---------- Source extract
French critic, novelist and playwright (1884–1947)

Jean-Richard Bloch (25 May 1884 in Paris – 15 March 1947) was a French critic, novelist and playwright.

He was a member of the French Communist Party (PCF) and worked with Louis Aragon in the evening daily Ce soir.

== Early life ==
Jean Bloch was born into a Jewish family. His father was an engineer with the SNCF.

==Literary career==
Bloch became a professional writer in 1909, after working for two years in a high school as an aggregated teacher. By this time, he was already known as a left-leaning intellectual. In 1910 he launched L’Effort libre, a "review of revolutionary civilization", under the pseudonym Jean-Richard.

He joined the French Army in World War I and was injured three times on the battlefields of the Marne and in Verdun. After the war, he felt remorse for having joined the army. He also suffered from neurosis caused by the horrors of war and by the premature death of his youngest daughter, Solange. It was during this time that Bloch traveled to Africa on the advice of a friend. His logbook made during this maritime voyage was published in newspapers and magazines of the period and was later serialized into a three volume book set.
--------------------
## Task 1
Based on the Bloch biography, state whether each statement agrees with it: (a) Bloch's father was an engineer with the SNCF; (b) Bloch launched his review under his own full name; (c) Bloch was injured twice in World War I. Give yes or no for each, and quote the deciding words.
## Task 2
Reproduce everything in the Bloch biography from "French critic, novelist and playwright (1884–1947)" down to "with the SNCF.".
The records below have no connection to the Bloch biography.
---------- Source data
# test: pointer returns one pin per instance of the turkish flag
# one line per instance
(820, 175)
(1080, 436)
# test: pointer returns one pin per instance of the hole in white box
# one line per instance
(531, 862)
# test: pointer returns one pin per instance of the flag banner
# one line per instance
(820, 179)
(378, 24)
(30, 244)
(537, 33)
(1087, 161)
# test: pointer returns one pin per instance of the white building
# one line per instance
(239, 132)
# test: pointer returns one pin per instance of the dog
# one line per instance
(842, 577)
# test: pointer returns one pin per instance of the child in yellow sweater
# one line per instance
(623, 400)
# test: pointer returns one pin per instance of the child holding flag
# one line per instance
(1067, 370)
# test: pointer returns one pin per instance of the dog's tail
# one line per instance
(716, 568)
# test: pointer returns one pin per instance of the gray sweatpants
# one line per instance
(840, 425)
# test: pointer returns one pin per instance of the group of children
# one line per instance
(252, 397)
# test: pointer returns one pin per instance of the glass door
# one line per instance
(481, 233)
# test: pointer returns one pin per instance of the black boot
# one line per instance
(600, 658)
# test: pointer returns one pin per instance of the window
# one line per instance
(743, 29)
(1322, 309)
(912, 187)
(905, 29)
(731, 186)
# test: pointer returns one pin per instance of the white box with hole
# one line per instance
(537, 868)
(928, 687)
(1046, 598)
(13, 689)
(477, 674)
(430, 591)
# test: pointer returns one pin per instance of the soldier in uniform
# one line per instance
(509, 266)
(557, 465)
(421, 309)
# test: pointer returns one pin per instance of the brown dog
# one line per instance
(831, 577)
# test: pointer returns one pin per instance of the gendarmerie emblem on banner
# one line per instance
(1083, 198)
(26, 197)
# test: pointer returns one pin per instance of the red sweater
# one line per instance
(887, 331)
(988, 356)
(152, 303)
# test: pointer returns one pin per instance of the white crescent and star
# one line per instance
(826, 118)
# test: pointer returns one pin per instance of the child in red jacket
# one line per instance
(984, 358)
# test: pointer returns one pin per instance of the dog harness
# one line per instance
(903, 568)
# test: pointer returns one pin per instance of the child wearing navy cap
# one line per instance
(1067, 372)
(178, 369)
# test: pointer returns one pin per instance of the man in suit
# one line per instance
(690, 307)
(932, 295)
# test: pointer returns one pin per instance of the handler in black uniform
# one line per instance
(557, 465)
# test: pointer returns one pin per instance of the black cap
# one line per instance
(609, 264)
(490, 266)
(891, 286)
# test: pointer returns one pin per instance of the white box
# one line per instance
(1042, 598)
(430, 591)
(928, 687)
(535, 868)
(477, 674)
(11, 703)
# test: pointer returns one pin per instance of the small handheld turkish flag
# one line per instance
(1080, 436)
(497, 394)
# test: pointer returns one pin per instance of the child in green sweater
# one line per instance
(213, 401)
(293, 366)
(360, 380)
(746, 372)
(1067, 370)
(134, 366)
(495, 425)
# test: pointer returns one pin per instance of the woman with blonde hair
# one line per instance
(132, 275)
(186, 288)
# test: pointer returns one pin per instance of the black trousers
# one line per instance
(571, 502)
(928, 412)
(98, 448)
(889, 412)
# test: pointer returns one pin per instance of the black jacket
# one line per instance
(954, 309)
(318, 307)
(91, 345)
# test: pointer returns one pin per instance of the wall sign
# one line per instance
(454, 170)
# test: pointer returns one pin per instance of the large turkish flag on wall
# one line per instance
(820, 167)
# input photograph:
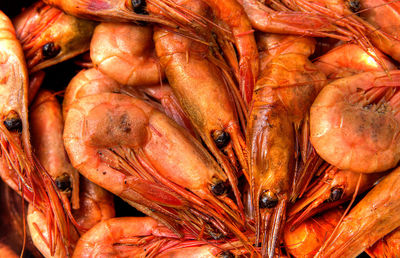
--------------------
## Task response 1
(a) Yes: "His father was an engineer with the SNCF."
(b) No: "under the pseudonym Jean-Richard"
(c) No: "was injured three times on the battlefields of the Marne and in Verdun"

## Task response 2
French critic, novelist and playwright (1884–1947)

Jean-Richard Bloch (25 May 1884 in Paris – 15 March 1947) was a French critic, novelist and playwright.

He was a member of the French Communist Party (PCF) and worked with Louis Aragon in the evening daily Ce soir.

== Early life ==
Jean Bloch was born into a Jewish family. His father was an engineer with the SNCF.